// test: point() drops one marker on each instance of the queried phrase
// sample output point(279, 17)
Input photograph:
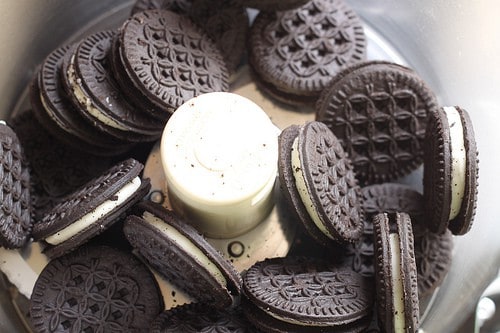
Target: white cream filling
point(51, 114)
point(300, 183)
point(96, 214)
point(84, 100)
point(186, 245)
point(458, 160)
point(397, 283)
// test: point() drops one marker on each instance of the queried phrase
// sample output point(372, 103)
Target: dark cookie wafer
point(55, 111)
point(432, 251)
point(296, 53)
point(379, 112)
point(15, 202)
point(227, 24)
point(101, 102)
point(80, 215)
point(224, 21)
point(395, 273)
point(326, 184)
point(95, 289)
point(440, 183)
point(169, 59)
point(177, 250)
point(288, 186)
point(271, 5)
point(55, 168)
point(433, 256)
point(198, 317)
point(177, 6)
point(299, 294)
point(380, 198)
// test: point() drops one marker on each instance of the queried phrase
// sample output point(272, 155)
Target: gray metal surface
point(454, 45)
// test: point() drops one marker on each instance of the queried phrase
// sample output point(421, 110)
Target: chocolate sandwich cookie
point(395, 273)
point(176, 250)
point(382, 198)
point(227, 23)
point(15, 201)
point(93, 87)
point(318, 180)
point(379, 112)
point(271, 5)
point(224, 21)
point(433, 252)
point(300, 294)
point(91, 208)
point(198, 317)
point(95, 289)
point(433, 256)
point(451, 170)
point(296, 53)
point(177, 6)
point(57, 113)
point(169, 60)
point(56, 169)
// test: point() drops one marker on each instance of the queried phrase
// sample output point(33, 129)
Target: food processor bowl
point(454, 45)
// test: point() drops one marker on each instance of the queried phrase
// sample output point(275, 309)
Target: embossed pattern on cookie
point(104, 102)
point(15, 199)
point(95, 289)
point(297, 52)
point(331, 182)
point(169, 59)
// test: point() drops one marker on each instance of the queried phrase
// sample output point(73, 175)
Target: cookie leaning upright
point(95, 289)
point(94, 90)
point(379, 112)
point(295, 53)
point(167, 59)
point(318, 180)
point(395, 273)
point(301, 294)
point(451, 170)
point(91, 209)
point(179, 253)
point(15, 201)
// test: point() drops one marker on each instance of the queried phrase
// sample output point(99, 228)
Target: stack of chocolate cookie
point(368, 249)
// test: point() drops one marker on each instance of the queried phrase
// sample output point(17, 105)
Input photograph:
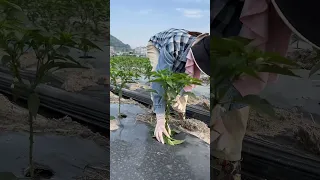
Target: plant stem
point(119, 104)
point(31, 145)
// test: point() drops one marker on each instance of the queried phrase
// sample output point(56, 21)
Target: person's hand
point(180, 105)
point(160, 128)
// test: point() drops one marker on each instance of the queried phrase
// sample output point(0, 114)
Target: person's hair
point(194, 33)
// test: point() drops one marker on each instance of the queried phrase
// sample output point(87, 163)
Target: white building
point(112, 51)
point(141, 51)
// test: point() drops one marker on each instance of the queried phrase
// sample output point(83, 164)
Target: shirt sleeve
point(165, 62)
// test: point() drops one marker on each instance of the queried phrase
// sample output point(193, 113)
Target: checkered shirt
point(176, 42)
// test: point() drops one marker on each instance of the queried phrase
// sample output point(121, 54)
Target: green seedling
point(15, 41)
point(86, 45)
point(146, 67)
point(123, 70)
point(232, 58)
point(172, 84)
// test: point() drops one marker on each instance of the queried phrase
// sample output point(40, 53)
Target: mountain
point(119, 45)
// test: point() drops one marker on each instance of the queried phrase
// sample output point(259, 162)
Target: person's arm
point(165, 62)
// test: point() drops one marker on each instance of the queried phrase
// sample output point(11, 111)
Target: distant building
point(112, 51)
point(141, 51)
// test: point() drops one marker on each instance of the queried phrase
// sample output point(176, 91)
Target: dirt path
point(299, 127)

========================================

Exercise: Set down every entry exactly as it appears, but skip the pictures.

Solved problem:
// test: point() drops one marker on each instance of the queried phrase
// sample output point(279, 17)
Input photograph:
Target: white cream filling
point(51, 114)
point(300, 183)
point(96, 214)
point(84, 100)
point(186, 245)
point(458, 160)
point(397, 283)
// test: point() drops one marker on each instance of the queried phrase
// sample output point(372, 103)
Target: dark cookie wafer
point(55, 111)
point(432, 251)
point(296, 53)
point(379, 112)
point(15, 202)
point(227, 24)
point(101, 102)
point(80, 215)
point(224, 21)
point(395, 273)
point(326, 184)
point(95, 289)
point(440, 183)
point(169, 59)
point(177, 250)
point(288, 186)
point(271, 5)
point(55, 168)
point(433, 256)
point(198, 317)
point(177, 6)
point(299, 294)
point(380, 198)
// test: point() drops one marker on each instance of the queried phrase
// sample output point(272, 155)
Target: gray metal surface
point(454, 45)
// test: point() drops one marker on each instance of the queried phrase
// sample output point(421, 110)
Target: chocolate sandwich cookie
point(395, 273)
point(176, 250)
point(382, 198)
point(227, 23)
point(15, 201)
point(93, 87)
point(318, 180)
point(379, 112)
point(271, 5)
point(224, 21)
point(433, 252)
point(300, 294)
point(91, 208)
point(198, 317)
point(95, 289)
point(433, 256)
point(451, 170)
point(296, 53)
point(177, 6)
point(57, 113)
point(169, 60)
point(56, 169)
// test: point() drops one marker on each instance of the queried phrase
// sample output point(33, 129)
Target: food processor bowl
point(454, 45)
// test: point() drops one marker on each instance of the queried phrase
// sample output point(275, 309)
Target: embossed pattern on cookie
point(104, 102)
point(15, 199)
point(95, 289)
point(297, 52)
point(331, 182)
point(169, 59)
// test: point() drops one marker on each instance of the queried phrase
// sample output point(73, 175)
Target: cookie leaning upright
point(95, 289)
point(94, 90)
point(379, 112)
point(295, 53)
point(167, 59)
point(318, 180)
point(395, 273)
point(301, 294)
point(451, 170)
point(91, 209)
point(179, 253)
point(15, 201)
// test: point() drops one marker on each instance of the queried phrase
// sample output point(99, 228)
Target: stack of chocolate cookie
point(368, 249)
// test: point() drops one marker on each instance of the queried phrase
// sample output point(17, 105)
Input photograph:
Target: plant stem
point(119, 104)
point(31, 145)
// test: point() drops one marker on each instance of the queried phrase
// sample output point(56, 21)
Target: person's hand
point(180, 105)
point(160, 128)
// test: point() drops one marker on each instance of the queried phrase
// sample output point(0, 114)
Target: person's hair
point(194, 33)
// test: point() drops one marker on each instance of the queried phrase
// sample output point(87, 163)
Target: white building
point(112, 51)
point(141, 51)
// test: point() drops one marker on each instance of the queried phrase
// sample output point(83, 164)
Target: shirt sleeve
point(165, 62)
// test: point() drops one marker on each instance of the queried phrase
// sample output point(193, 113)
Target: checkered shirt
point(176, 42)
// test: point() drops one marker on each instance of the queried phrase
// sample output point(121, 54)
Target: green seedling
point(15, 41)
point(86, 45)
point(146, 67)
point(123, 70)
point(232, 58)
point(172, 84)
// test: point() drops one marker on each instance of the queried phrase
// sample output point(40, 53)
Target: mountain
point(119, 45)
// test: point() drops one marker on each instance of the queried phrase
// sample output point(259, 162)
Target: person's arm
point(165, 62)
// test: point() drops one marker on each instance of the queried phrase
// sample output point(11, 111)
Target: distant building
point(112, 51)
point(141, 51)
// test: point() drops one marker on each instance of the queried phrase
// sample output point(176, 91)
Target: dirt path
point(299, 127)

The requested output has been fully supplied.